* **SET EXERCISE**
Put the lines of the material below into a numbered list, from the line holding "Highlight balloon cluster." through the line holding "xmin=600 ymin=247 xmax=700 ymax=265", both included. Leave out any blank lines.

___ RECORDED DATA

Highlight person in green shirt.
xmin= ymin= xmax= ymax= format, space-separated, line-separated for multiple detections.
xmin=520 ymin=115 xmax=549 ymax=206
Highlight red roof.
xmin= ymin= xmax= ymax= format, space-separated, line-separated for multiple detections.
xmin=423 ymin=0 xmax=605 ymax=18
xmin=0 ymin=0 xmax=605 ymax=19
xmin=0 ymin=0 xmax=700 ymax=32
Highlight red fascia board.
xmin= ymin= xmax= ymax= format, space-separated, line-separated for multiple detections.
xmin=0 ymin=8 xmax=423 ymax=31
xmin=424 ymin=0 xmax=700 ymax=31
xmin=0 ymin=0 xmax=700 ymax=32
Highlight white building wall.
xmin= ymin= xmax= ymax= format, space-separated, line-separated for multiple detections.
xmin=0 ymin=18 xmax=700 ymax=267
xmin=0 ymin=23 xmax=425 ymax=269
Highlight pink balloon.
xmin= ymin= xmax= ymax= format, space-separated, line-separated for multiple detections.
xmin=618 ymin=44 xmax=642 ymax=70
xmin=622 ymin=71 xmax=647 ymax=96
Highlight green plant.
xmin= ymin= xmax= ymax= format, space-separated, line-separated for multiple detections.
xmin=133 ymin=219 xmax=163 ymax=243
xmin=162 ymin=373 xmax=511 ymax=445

______
___ RECORDED DATA

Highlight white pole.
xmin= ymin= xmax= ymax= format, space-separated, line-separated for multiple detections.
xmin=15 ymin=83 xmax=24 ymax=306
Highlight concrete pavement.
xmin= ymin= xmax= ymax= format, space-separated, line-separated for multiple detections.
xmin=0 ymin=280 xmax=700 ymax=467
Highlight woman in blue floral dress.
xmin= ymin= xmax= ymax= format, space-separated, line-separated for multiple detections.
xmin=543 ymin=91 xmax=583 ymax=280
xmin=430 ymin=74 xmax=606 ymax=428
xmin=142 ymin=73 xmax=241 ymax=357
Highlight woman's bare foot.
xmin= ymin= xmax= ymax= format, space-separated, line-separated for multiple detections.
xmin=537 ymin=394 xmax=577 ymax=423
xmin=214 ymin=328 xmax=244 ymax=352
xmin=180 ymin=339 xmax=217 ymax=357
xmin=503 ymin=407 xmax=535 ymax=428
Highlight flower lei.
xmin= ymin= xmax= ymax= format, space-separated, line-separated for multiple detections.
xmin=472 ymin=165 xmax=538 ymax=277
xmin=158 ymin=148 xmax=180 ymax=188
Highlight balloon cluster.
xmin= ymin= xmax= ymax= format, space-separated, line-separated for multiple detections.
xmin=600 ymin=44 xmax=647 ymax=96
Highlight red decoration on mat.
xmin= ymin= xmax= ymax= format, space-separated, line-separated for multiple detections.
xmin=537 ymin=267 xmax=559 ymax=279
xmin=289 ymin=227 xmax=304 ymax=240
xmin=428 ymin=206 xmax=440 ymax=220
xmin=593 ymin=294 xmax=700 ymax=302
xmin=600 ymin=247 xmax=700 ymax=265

______

* **SOLUTION**
1. Highlight balloon cluster.
2. xmin= ymin= xmax= ymax= format, space-separated, line-separated for multiple detections.
3. xmin=600 ymin=44 xmax=647 ymax=96
4. Highlight red decoration on mat.
5. xmin= ymin= xmax= ymax= format, space-separated, line-separated for multiple detections.
6. xmin=537 ymin=267 xmax=559 ymax=279
7. xmin=289 ymin=227 xmax=304 ymax=240
8. xmin=428 ymin=206 xmax=440 ymax=220
9. xmin=593 ymin=294 xmax=700 ymax=302
10. xmin=600 ymin=247 xmax=700 ymax=265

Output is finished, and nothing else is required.